▶ [Ziel 1]: Gib den folgenden Text über technische Eingriffe ins Klima vollständig und unverändert wieder.

-------- Dokument --------

Für manche Wissenschaftler, Politiker und Manager von
Energiekonzernen ist das anscheinend ein sehr betörender Gedanke. Mit technischen Eingriffen, nämlich durch
das Versprühen von Schwefelpartikeln in der Atmosphäre, soll die Sonne verdunkelt und dadurch die Erde
abgekühlt werden. Und mit technischen Eingriffen, nämlich durch das Einleiten von Chemikalien in die Ozeane,
soll das Wachstum von Algen beschleunigt werden, damit diese mehr klimaschädliches CO2 aufnehmen. Eine
Journalistin des RBB hat es so kommentiert:
Die Idee scheint verlockend. Anstatt seine Gewohnheiten zu verändern, um die Erderwärmung zu
stoppen, könnte der Mensch das Klima einfach
künstlich überlisten. Ein bisschen Gott spielen.

-------- Bereitgestellte Daten --------

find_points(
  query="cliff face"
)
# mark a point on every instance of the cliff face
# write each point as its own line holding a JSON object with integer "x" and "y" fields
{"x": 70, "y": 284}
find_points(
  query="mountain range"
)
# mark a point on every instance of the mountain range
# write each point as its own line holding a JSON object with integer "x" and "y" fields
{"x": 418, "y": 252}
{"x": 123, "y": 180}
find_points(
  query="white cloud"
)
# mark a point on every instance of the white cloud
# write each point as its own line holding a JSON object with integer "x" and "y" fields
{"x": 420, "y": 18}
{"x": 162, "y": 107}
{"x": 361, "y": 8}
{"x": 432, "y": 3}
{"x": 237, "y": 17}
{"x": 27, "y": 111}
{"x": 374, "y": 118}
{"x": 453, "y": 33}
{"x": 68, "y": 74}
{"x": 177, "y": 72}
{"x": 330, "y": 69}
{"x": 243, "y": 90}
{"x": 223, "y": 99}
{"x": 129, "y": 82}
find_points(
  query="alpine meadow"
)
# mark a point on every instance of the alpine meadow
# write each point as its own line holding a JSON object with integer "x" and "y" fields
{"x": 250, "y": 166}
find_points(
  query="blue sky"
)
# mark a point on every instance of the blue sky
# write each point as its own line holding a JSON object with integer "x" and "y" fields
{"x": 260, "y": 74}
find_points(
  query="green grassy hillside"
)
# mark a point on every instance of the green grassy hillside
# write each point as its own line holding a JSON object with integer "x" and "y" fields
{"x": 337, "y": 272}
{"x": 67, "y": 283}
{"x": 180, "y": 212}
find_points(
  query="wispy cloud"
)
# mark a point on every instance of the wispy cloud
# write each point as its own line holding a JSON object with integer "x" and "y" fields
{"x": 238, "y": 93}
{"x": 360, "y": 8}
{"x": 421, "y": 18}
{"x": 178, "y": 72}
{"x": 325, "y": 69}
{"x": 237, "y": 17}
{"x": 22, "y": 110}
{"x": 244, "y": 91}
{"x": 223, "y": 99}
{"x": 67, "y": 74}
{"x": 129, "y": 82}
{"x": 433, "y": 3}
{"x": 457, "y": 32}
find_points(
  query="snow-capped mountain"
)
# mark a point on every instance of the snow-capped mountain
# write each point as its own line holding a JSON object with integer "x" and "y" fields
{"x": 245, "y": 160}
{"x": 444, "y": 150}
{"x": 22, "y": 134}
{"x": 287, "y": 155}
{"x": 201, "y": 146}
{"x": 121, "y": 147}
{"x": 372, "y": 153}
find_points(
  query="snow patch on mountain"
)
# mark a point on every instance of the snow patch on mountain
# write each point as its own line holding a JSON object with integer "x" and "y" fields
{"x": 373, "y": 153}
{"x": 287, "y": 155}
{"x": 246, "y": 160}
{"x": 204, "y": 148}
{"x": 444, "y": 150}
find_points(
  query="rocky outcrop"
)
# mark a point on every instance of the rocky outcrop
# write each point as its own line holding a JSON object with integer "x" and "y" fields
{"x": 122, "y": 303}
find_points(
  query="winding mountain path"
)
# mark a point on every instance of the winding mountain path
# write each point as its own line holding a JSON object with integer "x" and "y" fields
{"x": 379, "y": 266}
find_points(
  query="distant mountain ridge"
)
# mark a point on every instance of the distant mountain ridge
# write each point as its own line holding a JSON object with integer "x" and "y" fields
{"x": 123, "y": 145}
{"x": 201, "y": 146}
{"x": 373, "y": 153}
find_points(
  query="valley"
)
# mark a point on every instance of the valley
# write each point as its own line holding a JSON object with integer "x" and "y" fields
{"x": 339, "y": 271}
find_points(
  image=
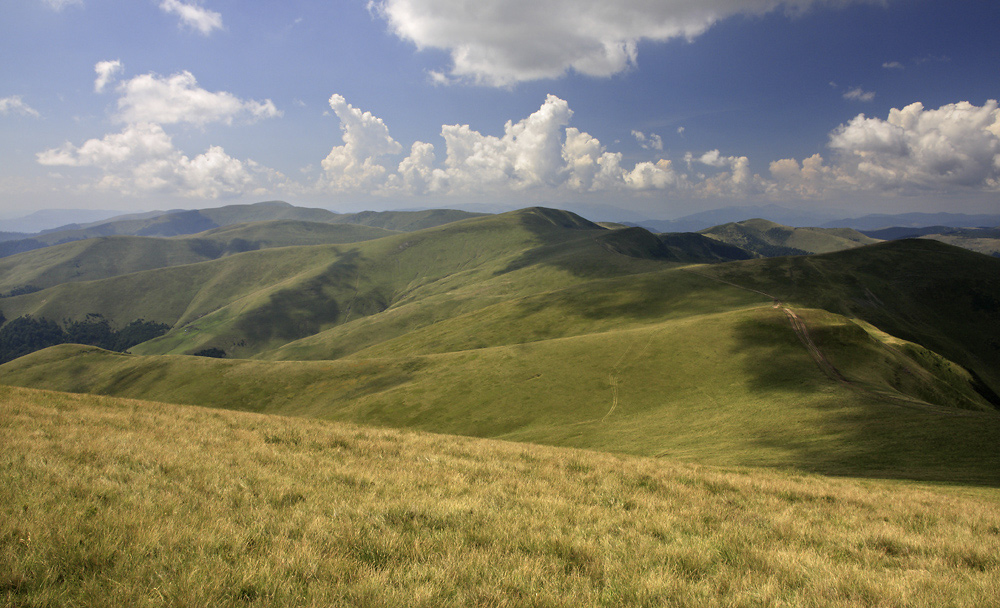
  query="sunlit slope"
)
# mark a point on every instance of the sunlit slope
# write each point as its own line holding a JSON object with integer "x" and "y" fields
{"x": 943, "y": 297}
{"x": 129, "y": 503}
{"x": 598, "y": 305}
{"x": 768, "y": 239}
{"x": 262, "y": 299}
{"x": 410, "y": 281}
{"x": 105, "y": 257}
{"x": 733, "y": 387}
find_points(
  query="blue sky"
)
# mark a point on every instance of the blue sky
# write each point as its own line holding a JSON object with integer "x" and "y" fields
{"x": 656, "y": 109}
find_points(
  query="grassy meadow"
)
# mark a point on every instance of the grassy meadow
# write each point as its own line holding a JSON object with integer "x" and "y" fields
{"x": 120, "y": 502}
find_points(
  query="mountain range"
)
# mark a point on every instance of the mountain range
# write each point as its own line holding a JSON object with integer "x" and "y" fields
{"x": 748, "y": 344}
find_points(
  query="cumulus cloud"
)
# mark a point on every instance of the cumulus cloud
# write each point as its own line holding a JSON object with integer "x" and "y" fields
{"x": 193, "y": 16}
{"x": 106, "y": 71}
{"x": 539, "y": 151}
{"x": 528, "y": 154}
{"x": 650, "y": 142}
{"x": 858, "y": 94}
{"x": 956, "y": 145}
{"x": 179, "y": 99}
{"x": 142, "y": 159}
{"x": 502, "y": 42}
{"x": 14, "y": 105}
{"x": 354, "y": 165}
{"x": 58, "y": 5}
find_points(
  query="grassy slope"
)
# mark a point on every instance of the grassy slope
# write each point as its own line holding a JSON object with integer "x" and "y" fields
{"x": 194, "y": 221}
{"x": 105, "y": 257}
{"x": 985, "y": 241}
{"x": 768, "y": 239}
{"x": 115, "y": 502}
{"x": 942, "y": 297}
{"x": 259, "y": 300}
{"x": 727, "y": 387}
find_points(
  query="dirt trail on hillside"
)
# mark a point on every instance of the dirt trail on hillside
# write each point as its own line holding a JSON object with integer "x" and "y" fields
{"x": 817, "y": 354}
{"x": 831, "y": 371}
{"x": 614, "y": 376}
{"x": 798, "y": 326}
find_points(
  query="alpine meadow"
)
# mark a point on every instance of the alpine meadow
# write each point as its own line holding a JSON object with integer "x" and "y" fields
{"x": 506, "y": 410}
{"x": 499, "y": 304}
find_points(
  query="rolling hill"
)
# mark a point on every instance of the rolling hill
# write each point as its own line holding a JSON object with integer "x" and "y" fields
{"x": 541, "y": 326}
{"x": 764, "y": 238}
{"x": 186, "y": 222}
{"x": 105, "y": 257}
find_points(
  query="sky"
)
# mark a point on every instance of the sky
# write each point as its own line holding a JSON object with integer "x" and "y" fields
{"x": 618, "y": 109}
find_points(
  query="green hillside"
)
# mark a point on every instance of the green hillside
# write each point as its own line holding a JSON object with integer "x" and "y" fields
{"x": 258, "y": 300}
{"x": 727, "y": 388}
{"x": 105, "y": 257}
{"x": 943, "y": 297}
{"x": 129, "y": 503}
{"x": 177, "y": 223}
{"x": 541, "y": 326}
{"x": 767, "y": 239}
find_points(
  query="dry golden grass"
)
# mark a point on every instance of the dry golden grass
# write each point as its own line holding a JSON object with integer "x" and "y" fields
{"x": 113, "y": 502}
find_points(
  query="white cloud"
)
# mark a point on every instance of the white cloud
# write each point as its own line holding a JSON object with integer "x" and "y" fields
{"x": 179, "y": 99}
{"x": 142, "y": 159}
{"x": 58, "y": 5}
{"x": 14, "y": 105}
{"x": 354, "y": 165}
{"x": 539, "y": 151}
{"x": 956, "y": 145}
{"x": 193, "y": 16}
{"x": 650, "y": 142}
{"x": 858, "y": 94}
{"x": 106, "y": 71}
{"x": 528, "y": 154}
{"x": 502, "y": 42}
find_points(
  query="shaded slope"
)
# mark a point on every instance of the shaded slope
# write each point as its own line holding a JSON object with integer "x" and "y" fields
{"x": 255, "y": 300}
{"x": 726, "y": 388}
{"x": 106, "y": 257}
{"x": 184, "y": 222}
{"x": 768, "y": 239}
{"x": 943, "y": 297}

--------

▶ [Ziel 2]: Zähle die Zeilen in den Datenzeilen oben, die das Wort „patch“ enthalten, wobei Groß- und Kleinschreibung zu beachten ist. Nenne nur die Zahl.

▶ [Endergebnis 1]:
Für manche Wissenschaftler, Politiker und Manager von
Energiekonzernen ist das anscheinend ein sehr betörender Gedanke. Mit technischen Eingriffen, nämlich durch
das Versprühen von Schwefelpartikeln in der Atmosphäre, soll die Sonne verdunkelt und dadurch die Erde
abgekühlt werden. Und mit technischen Eingriffen, nämlich durch das Einleiten von Chemikalien in die Ozeane,
soll das Wachstum von Algen beschleunigt werden, damit diese mehr klimaschädliches CO2 aufnehmen. Eine
Journalistin des RBB hat es so kommentiert:
Die Idee scheint verlockend. Anstatt seine Gewohnheiten zu verändern, um die Erderwärmung zu
stoppen, könnte der Mensch das Klima einfach
künstlich überlisten. Ein bisschen Gott spielen.

▶ [Endergebnis 2]: 2